Problem »
Rescale the lines in the items below, starting with the line containing "- **What to find**: window view of trees" and going on through the line containing "[151,190,196,230]". Rewrite every one of these lines, including those naming what to find, and multiply each bounding-box coordinate by 1.65, rounding to whole numbers with halves rounded up.

═════ Exercise data

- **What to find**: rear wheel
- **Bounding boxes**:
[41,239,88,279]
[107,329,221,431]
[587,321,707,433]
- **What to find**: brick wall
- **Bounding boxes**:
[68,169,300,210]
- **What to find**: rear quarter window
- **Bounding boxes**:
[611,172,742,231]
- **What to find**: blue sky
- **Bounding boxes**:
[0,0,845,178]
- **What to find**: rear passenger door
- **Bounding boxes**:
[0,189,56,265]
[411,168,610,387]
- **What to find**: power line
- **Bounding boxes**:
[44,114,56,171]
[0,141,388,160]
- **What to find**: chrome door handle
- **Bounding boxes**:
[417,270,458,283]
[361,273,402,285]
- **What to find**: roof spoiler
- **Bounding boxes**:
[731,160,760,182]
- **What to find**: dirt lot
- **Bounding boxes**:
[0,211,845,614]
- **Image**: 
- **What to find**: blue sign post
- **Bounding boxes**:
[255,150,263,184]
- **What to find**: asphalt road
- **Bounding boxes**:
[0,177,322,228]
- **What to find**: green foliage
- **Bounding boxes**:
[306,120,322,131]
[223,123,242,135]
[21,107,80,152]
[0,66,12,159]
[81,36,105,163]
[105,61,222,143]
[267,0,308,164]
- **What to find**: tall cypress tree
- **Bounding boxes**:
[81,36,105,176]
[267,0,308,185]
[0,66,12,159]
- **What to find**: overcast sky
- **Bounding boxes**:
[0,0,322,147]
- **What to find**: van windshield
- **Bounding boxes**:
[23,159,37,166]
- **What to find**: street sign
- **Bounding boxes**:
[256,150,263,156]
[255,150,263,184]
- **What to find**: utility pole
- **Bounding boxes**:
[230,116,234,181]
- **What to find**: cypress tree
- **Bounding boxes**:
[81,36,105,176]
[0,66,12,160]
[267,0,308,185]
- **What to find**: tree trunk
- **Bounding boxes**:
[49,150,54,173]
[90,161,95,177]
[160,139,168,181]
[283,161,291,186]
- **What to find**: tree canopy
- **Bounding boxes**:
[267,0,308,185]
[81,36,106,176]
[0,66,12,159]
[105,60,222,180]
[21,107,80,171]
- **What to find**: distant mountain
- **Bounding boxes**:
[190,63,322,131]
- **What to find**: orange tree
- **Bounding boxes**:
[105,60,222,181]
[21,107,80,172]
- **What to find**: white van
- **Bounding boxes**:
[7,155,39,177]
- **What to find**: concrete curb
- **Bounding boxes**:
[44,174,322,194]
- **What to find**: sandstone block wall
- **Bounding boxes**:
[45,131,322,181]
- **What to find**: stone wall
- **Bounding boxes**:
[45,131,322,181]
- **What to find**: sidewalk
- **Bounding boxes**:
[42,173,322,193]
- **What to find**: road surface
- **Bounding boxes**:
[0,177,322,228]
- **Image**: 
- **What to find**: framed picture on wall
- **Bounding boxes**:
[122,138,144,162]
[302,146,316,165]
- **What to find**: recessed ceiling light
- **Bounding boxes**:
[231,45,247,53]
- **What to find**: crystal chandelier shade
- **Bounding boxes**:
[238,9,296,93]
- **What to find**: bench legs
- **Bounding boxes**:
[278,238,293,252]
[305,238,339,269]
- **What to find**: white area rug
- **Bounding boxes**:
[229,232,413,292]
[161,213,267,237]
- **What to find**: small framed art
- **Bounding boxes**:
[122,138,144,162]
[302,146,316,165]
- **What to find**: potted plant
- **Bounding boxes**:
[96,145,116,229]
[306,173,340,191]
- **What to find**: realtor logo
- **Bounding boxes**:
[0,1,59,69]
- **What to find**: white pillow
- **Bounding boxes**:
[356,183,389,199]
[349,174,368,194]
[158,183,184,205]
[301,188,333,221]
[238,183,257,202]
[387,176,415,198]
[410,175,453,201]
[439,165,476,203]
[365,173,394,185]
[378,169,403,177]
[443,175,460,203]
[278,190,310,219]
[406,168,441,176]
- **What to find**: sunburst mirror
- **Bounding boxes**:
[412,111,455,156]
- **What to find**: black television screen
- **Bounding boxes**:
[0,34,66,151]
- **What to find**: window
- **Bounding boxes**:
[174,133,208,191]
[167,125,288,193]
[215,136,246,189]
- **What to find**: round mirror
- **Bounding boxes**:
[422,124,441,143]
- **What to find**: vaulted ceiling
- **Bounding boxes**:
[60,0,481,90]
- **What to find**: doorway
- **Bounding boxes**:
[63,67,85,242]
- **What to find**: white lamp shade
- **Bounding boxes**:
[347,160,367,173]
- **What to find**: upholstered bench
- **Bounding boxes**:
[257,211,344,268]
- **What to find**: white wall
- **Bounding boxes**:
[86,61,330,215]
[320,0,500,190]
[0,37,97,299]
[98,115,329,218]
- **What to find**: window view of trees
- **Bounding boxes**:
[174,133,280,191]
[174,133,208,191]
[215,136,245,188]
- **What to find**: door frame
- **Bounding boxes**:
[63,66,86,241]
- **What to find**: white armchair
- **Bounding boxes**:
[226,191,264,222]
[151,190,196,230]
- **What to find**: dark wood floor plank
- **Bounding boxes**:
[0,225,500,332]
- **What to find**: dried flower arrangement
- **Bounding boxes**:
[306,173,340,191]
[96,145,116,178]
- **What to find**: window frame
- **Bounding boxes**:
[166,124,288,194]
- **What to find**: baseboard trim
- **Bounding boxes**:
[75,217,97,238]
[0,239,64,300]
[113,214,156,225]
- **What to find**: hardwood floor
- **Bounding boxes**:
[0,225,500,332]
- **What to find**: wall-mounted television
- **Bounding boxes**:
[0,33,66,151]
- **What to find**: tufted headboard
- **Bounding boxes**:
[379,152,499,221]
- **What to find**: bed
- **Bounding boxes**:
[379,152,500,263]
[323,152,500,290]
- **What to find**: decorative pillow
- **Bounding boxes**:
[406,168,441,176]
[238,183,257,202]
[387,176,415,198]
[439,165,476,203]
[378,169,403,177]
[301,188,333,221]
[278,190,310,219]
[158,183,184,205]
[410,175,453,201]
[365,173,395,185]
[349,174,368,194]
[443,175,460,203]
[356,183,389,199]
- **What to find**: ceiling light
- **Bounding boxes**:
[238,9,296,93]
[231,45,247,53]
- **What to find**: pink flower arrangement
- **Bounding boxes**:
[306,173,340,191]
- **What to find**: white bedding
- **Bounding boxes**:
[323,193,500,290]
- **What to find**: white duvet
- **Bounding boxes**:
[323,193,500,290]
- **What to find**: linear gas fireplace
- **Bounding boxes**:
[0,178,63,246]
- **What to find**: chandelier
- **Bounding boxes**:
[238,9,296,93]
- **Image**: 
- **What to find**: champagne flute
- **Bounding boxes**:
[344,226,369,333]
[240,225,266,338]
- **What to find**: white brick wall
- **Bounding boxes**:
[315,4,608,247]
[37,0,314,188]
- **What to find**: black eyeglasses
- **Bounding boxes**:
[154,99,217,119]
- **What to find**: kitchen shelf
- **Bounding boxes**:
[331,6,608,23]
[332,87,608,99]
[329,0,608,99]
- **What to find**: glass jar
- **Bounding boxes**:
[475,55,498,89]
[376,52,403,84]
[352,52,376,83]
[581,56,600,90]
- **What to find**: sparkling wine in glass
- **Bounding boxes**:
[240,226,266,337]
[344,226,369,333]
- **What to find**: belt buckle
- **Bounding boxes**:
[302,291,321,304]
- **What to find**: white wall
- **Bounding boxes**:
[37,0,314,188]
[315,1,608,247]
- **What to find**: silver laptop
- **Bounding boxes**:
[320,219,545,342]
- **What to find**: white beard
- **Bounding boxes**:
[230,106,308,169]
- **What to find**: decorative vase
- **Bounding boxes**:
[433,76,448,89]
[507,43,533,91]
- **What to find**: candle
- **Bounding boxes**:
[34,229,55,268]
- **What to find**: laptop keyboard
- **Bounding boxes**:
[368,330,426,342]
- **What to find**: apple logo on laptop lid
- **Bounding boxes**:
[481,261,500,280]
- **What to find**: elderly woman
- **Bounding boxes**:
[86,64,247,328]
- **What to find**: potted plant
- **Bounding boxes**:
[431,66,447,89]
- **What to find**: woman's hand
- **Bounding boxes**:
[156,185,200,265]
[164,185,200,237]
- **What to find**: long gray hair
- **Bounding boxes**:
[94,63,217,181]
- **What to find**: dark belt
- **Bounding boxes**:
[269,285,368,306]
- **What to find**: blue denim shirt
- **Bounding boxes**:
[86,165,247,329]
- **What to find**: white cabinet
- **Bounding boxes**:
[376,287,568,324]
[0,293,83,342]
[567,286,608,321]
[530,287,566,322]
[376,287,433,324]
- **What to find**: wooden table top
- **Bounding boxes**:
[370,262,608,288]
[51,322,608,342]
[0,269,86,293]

══════════

Response to this task »
- **What to find**: window view of trees
- **Bounding boxes**:
[287,219,462,315]
[287,219,343,315]
[355,224,404,310]
- **What to find**: door frame
- **Bounding boxes**:
[104,109,142,398]
- **What to find**: white armchair
- **Bounding boxes**:
[373,315,436,366]
[249,314,323,380]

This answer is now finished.